REQUIREMENTS |
Rewrite the data from the line with "Please pick out the blue" through the end, changing "blue flag" to "red banner" and keeping everything else the same.

TASK INPUT |
---*---
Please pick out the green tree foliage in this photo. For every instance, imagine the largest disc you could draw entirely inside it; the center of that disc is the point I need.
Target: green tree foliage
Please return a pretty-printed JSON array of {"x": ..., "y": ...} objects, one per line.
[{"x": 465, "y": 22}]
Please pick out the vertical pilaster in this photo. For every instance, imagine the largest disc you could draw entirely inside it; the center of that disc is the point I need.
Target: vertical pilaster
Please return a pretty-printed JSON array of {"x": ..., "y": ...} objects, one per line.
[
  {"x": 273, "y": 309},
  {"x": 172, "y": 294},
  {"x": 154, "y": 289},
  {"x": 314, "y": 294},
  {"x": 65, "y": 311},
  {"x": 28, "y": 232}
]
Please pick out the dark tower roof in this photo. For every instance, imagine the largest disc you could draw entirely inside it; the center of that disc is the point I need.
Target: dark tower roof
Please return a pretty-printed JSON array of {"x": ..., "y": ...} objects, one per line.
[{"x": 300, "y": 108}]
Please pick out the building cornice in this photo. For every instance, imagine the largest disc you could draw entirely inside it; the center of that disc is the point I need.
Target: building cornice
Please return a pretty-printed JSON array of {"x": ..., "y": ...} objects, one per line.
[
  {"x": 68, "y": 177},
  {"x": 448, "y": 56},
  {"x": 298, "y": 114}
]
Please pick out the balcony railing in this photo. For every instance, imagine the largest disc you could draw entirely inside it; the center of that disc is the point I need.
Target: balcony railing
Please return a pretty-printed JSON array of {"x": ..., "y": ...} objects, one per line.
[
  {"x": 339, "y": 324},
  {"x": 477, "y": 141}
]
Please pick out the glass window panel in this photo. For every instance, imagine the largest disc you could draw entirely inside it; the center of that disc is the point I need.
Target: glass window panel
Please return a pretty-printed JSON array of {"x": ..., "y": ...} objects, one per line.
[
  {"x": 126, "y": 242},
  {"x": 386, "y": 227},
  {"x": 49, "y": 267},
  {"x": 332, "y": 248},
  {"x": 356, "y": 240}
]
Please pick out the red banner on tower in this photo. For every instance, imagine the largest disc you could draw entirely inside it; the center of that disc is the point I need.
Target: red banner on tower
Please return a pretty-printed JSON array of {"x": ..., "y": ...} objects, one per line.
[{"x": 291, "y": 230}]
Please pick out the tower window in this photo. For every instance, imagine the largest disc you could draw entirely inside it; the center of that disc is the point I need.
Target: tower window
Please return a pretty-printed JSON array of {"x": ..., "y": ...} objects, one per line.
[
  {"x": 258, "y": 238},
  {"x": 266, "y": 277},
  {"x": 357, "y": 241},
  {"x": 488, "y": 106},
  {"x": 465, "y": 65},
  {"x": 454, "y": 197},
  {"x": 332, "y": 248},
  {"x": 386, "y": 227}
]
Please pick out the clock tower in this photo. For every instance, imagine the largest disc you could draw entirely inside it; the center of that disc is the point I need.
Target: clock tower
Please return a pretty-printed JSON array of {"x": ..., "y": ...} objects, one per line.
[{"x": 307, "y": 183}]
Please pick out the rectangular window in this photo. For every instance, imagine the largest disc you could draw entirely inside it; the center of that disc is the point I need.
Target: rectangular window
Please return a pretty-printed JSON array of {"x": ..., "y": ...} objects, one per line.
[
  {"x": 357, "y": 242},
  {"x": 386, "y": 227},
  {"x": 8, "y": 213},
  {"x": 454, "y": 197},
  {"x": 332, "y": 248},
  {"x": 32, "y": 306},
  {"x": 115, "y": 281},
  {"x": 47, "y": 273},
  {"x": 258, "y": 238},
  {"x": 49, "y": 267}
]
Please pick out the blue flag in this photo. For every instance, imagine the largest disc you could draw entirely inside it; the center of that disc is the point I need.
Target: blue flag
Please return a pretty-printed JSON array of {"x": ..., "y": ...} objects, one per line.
---*---
FINAL ANSWER |
Please pick out the red banner in this photo. For every instance, imagine the largest disc you could draw entirely inside it; the center of that disc is the point I need.
Target: red banner
Please return a pretty-printed JSON array of {"x": ..., "y": ...} objects, one per line.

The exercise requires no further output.